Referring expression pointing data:
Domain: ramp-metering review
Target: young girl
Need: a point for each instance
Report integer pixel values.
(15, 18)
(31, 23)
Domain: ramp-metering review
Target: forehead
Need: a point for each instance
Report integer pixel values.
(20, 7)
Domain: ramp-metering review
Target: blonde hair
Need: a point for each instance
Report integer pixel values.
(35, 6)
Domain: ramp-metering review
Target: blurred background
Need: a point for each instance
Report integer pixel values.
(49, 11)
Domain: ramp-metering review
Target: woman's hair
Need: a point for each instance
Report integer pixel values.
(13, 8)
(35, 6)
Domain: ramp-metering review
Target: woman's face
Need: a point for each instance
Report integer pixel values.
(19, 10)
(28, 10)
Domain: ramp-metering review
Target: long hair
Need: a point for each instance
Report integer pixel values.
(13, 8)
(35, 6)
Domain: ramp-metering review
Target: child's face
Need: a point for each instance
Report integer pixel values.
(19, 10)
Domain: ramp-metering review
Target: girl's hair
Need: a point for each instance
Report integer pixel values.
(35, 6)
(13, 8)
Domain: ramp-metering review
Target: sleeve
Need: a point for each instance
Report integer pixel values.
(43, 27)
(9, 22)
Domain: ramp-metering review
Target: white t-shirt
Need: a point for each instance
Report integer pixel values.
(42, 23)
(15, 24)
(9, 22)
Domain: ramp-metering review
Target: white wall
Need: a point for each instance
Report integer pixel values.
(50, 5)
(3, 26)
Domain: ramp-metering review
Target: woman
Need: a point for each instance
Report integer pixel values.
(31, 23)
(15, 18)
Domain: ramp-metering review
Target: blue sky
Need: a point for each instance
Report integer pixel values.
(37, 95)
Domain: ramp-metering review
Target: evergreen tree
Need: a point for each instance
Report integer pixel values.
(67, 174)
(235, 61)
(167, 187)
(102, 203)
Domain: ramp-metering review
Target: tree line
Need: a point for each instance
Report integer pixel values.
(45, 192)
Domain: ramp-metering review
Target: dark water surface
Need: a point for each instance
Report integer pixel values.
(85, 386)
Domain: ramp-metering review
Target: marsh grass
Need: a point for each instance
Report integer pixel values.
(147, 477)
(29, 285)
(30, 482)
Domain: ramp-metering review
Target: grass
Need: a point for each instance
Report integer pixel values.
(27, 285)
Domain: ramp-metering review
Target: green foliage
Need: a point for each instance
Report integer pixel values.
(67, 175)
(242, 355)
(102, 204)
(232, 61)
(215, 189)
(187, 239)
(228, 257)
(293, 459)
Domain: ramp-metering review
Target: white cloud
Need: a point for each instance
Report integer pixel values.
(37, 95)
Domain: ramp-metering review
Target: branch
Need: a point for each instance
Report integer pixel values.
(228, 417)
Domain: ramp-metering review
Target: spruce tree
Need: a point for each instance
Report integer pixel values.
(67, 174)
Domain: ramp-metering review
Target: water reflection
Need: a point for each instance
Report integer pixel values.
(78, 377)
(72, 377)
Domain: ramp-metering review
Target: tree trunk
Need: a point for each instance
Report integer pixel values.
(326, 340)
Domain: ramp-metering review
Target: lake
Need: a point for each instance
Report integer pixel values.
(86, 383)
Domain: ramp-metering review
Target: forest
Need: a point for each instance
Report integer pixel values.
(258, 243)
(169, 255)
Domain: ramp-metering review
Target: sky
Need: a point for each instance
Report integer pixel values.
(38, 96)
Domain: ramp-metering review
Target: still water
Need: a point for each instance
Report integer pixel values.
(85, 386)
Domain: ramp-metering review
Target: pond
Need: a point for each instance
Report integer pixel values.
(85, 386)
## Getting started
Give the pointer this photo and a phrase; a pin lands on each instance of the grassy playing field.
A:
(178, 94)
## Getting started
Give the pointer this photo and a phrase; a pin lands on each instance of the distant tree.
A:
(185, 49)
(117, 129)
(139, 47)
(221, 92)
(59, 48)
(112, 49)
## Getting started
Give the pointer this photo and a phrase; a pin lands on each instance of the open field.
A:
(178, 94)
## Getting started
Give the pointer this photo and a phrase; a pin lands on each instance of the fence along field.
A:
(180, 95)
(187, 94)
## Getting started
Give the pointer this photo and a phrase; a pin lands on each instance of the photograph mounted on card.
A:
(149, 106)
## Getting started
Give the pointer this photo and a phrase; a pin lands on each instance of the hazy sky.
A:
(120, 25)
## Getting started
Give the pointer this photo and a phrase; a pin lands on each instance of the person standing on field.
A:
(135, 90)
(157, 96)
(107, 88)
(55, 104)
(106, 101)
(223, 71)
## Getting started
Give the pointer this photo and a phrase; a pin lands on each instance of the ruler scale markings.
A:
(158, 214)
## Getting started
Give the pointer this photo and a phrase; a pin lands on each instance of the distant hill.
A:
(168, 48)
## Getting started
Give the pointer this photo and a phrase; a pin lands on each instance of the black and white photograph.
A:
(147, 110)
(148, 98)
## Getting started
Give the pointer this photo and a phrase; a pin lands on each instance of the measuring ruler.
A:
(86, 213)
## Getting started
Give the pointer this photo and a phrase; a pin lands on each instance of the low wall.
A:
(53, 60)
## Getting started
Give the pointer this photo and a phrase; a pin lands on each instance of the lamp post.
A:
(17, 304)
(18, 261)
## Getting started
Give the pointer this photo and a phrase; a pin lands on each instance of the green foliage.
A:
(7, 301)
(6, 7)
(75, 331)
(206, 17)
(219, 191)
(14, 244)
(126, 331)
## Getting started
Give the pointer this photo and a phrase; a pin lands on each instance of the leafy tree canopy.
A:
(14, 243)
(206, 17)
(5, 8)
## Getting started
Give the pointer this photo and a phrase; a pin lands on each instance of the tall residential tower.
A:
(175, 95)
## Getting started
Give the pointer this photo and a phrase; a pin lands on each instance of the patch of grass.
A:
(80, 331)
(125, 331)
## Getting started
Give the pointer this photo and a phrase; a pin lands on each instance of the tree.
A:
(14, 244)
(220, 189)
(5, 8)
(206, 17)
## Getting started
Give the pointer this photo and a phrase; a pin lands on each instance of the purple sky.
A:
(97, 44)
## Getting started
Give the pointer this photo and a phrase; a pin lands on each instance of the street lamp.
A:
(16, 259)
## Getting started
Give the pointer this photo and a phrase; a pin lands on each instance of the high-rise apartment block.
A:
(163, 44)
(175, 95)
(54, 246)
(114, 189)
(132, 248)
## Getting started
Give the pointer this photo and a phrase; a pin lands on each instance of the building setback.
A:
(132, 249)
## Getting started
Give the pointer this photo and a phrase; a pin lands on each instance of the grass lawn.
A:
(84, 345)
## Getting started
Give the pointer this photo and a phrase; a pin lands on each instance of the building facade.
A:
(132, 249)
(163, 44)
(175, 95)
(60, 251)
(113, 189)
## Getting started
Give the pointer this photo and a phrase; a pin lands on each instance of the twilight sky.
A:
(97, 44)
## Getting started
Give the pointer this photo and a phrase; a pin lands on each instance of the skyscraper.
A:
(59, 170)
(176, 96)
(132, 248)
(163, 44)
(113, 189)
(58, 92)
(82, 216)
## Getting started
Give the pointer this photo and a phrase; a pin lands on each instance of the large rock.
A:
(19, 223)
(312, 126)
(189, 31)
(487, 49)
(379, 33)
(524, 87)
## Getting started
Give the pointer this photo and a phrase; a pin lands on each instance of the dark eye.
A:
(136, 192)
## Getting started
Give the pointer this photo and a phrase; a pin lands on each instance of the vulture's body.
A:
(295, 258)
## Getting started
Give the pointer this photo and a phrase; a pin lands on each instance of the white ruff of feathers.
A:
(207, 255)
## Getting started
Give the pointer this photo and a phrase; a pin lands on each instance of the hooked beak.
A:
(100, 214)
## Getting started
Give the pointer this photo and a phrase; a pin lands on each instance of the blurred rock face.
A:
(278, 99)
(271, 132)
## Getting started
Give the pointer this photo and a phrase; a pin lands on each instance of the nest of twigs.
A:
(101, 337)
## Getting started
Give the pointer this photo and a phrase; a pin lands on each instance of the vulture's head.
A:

Task item
Search the entries above for the string "vulture", and report each line where it occurs.

Solution to the problem
Give the pointer this photo and a phrase; a pin lands on each instance of the vulture's body.
Give the pointer this photo and a phrase; a pin lands on each instance of the vulture's head.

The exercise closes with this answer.